→ **AVAILABLE DATA**
======

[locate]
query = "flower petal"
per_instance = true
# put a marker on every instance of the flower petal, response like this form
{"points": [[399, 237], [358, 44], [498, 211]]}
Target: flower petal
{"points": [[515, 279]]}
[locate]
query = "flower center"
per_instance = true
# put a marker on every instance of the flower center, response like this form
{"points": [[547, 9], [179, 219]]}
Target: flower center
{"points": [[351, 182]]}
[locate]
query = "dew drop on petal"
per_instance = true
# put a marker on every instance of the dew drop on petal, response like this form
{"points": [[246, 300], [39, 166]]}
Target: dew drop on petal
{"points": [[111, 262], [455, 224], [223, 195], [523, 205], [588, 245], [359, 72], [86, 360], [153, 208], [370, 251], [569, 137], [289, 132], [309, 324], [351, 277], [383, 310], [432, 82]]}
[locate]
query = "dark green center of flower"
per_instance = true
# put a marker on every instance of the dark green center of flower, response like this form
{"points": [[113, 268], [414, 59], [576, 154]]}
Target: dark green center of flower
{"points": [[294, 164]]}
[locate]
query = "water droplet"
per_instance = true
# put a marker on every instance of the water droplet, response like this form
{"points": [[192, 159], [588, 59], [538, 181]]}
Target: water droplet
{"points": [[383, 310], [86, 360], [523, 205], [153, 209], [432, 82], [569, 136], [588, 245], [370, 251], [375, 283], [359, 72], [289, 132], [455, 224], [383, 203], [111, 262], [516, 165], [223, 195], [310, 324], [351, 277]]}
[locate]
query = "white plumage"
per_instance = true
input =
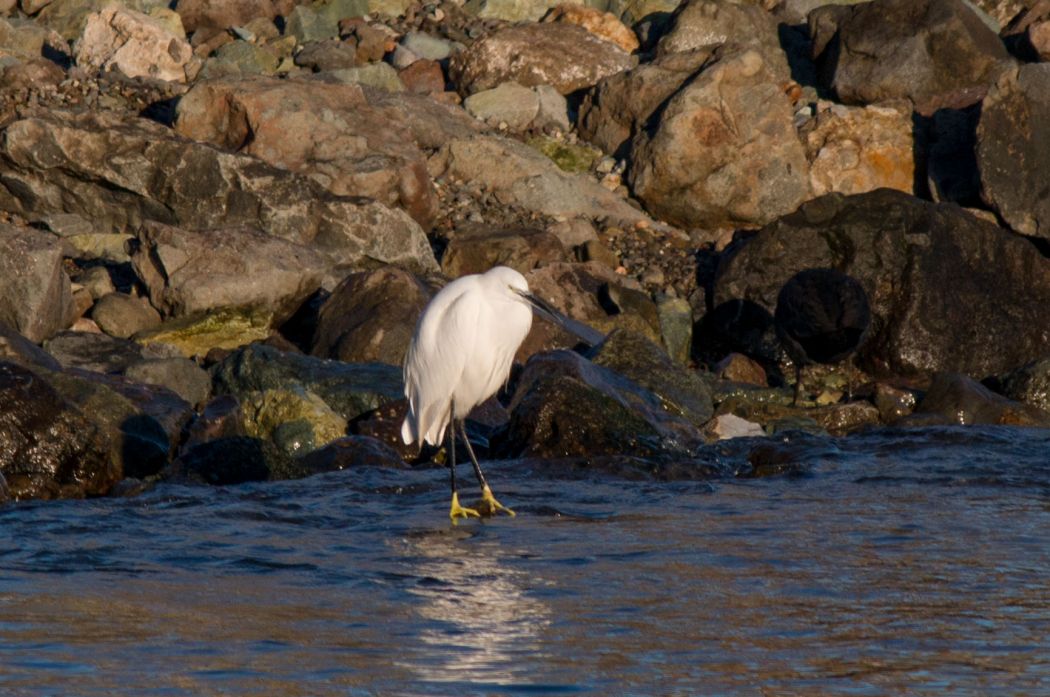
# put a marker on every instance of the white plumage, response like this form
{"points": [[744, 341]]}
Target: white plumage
{"points": [[462, 350]]}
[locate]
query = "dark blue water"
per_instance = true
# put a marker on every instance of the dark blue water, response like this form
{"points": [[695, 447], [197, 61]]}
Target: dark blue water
{"points": [[908, 563]]}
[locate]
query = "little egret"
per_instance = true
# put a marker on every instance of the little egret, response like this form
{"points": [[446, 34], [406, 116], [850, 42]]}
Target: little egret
{"points": [[822, 316], [461, 353]]}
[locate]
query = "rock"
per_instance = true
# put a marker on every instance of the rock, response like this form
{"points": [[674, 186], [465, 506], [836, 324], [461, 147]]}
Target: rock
{"points": [[206, 18], [66, 163], [948, 291], [726, 426], [189, 273], [35, 293], [517, 174], [508, 105], [180, 375], [604, 25], [477, 251], [565, 405], [937, 54], [137, 44], [48, 449], [380, 76], [296, 421], [320, 20], [737, 367], [957, 399], [622, 104], [1013, 148], [351, 452], [704, 23], [857, 149], [566, 57], [371, 316], [725, 151], [195, 335], [100, 353], [347, 138], [120, 315], [350, 389], [1029, 384], [680, 392]]}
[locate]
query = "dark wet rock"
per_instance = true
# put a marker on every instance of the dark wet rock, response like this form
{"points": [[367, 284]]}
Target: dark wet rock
{"points": [[349, 389], [723, 151], [48, 449], [477, 251], [680, 392], [120, 315], [948, 291], [565, 405], [957, 399], [100, 353], [189, 273], [233, 460], [35, 294], [350, 452], [370, 316], [935, 53], [360, 144], [621, 104], [17, 349], [180, 375], [1029, 383], [564, 56], [76, 163], [1013, 149]]}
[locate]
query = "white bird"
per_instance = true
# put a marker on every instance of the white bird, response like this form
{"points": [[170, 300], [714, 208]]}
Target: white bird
{"points": [[461, 353]]}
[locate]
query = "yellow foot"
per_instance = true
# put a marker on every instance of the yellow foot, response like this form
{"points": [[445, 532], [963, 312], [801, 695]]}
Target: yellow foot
{"points": [[459, 511], [489, 506]]}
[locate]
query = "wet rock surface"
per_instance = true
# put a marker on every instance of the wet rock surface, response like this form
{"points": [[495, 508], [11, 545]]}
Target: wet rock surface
{"points": [[191, 196]]}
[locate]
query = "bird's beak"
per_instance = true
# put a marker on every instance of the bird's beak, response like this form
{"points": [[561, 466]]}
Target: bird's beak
{"points": [[586, 334]]}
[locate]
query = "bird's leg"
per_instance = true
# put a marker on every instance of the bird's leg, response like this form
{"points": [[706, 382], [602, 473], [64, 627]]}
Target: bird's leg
{"points": [[490, 505], [457, 510]]}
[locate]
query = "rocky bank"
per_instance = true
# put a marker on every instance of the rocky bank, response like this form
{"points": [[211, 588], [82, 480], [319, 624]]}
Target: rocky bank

======

Report each line in the preceding entries that holds the string "rocky".

→ **WRITTEN SOLUTION**
query = "rocky bank"
# put a marker on every instance of the rocky bank, response like this form
Target: rocky bank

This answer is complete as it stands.